PAGE TEXT:
━━━━━━━━━━━━━━━━━━━━

Minimum evolution

Last updated

Minimum evolution is a distance method employed in phylogenetics modeling. It shares with maximum parsimony the aspect of searching for the phylogeny that has the shortest total sum of branch lengths. [1] [2]

Contents

The theoretical foundations of the minimum evolution (ME) criterion lay in the seminal works of both Kidd and Sgaramella-Zonta (1971) [3] and Rzhetsky and Nei (1993). [4] In these frameworks, the molecular sequences from taxa are replaced by a set of measures of their dissimilarity (i.e., the so called "evolutionary distances") and a fundamental result states that if such distances were unbiased estimates of the true evolutionary distances from taxa (i.e., the distances that one would obtain if all the molecular data from taxa were available), then the true phylogeny of taxa would have an expected length shorter than any other possible phylogeny T compatible with those distances.

Relationships with and comparison with other methods

Maximum parsimony

It is worth noting here a subtle difference between the maximum-parsimony criterion and the ME criterion: while maximum-parsimony is based on an abductive heuristic, i.e., the plausibility of the simplest evolutionary hypothesis of taxa with respect to the more complex ones, the ME criterion is based on Kidd and Sgaramella-Zonta's conjectures that were proven true 22 years later by Rzhetsky and Nei. [4] These mathematical results set the ME criterion free from the Occam's razor principle and confer it a solid theoretical and quantitative basis.

Maximum-parsimony criterion, which uses Hamming distance branch lengths, was shown to be statistically inconsistent in 1978. This led to an interest in statistically consistent alternatives such as ME. [5]

Neighbor joining

Neighbor joining may be viewed as a greedy heuristic for the balanced minimum evolution (BME) criterion. Saito and Nei's 1987 NJ algorithm far predates the BME criterion of 2000. For two decades, researchers used NJ without a firm theoretical basis for why it works. [6]

Statistical consistency

The ME criterion is known to be statistically consistent whenever the branch lengths are estimated via the Ordinary Least-Squares (OLS) or via linear programming. [4] [7] [8] However, as observed in Rzhetsky & Nei's article, the phylogeny having the minimum length under the OLS branch length estimation model may be characterized, in some circumstance, by negative branch lengths, which unfortunately are empty of biological meaning. [4]

To solve this drawback, Pauplin [9] proposed to replace OLS with a new particular branch length estimation model, known as balanced basic evolution (BME). Richard Desper and Olivier Gascuel [10] showed that the BME branch length estimation model ensures the general statistical consistency of the minimum length phylogeny as well as the non-negativity of its branch lengths, whenever the estimated evolutionary distances from taxa satisfy the triangle inequality.

━━━━━━━━━━━━━━━━━━━━

Data pulled from a collection
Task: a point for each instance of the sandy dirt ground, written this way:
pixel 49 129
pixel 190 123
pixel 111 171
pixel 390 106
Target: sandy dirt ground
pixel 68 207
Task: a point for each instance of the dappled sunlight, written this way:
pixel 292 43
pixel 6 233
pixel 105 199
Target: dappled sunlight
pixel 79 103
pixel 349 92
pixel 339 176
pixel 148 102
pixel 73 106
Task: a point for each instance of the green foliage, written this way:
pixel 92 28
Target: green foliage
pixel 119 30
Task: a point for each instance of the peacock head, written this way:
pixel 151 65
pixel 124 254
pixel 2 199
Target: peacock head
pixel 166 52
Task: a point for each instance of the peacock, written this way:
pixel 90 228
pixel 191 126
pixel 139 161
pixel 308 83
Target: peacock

━━━━━━━━━━━━━━━━━━━━

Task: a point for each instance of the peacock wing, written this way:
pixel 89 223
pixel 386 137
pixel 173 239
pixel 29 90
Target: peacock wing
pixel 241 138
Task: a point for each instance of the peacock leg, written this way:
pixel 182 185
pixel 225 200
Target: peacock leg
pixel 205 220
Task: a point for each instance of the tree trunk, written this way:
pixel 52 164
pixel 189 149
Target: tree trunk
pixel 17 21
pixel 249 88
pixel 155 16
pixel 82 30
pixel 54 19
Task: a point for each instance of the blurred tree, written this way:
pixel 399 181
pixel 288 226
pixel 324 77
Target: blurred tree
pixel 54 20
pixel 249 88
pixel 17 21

━━━━━━━━━━━━━━━━━━━━

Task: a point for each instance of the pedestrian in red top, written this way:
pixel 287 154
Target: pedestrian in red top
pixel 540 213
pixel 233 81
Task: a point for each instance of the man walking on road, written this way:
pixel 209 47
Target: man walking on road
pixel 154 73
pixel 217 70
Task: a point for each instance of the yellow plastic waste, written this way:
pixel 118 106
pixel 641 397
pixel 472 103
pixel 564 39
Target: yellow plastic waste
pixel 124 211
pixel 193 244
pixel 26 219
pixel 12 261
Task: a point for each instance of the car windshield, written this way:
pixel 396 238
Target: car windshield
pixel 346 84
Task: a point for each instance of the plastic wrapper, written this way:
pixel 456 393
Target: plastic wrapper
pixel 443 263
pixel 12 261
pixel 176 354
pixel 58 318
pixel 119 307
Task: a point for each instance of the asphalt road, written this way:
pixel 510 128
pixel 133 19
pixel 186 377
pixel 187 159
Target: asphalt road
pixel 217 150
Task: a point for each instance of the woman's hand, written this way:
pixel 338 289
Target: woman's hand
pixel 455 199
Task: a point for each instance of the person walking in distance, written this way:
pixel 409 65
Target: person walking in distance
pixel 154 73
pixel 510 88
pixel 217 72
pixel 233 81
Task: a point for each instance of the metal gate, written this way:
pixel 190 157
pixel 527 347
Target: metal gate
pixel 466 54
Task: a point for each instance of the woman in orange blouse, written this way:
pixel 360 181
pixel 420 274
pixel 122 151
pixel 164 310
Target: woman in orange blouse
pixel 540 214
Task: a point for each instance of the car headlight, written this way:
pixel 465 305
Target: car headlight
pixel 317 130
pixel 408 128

━━━━━━━━━━━━━━━━━━━━

TASK REQUIREMENTS:
In the minimum evolution article, write out word for word the stretch from "To solve this" through "the triangle inequality.".

TASK ANSWER:
To solve this drawback, Pauplin [9] proposed to replace OLS with a new particular branch length estimation model, known as balanced basic evolution (BME). Richard Desper and Olivier Gascuel [10] showed that the BME branch length estimation model ensures the general statistical consistency of the minimum length phylogeny as well as the non-negativity of its branch lengths, whenever the estimated evolutionary distances from taxa satisfy the triangle inequality.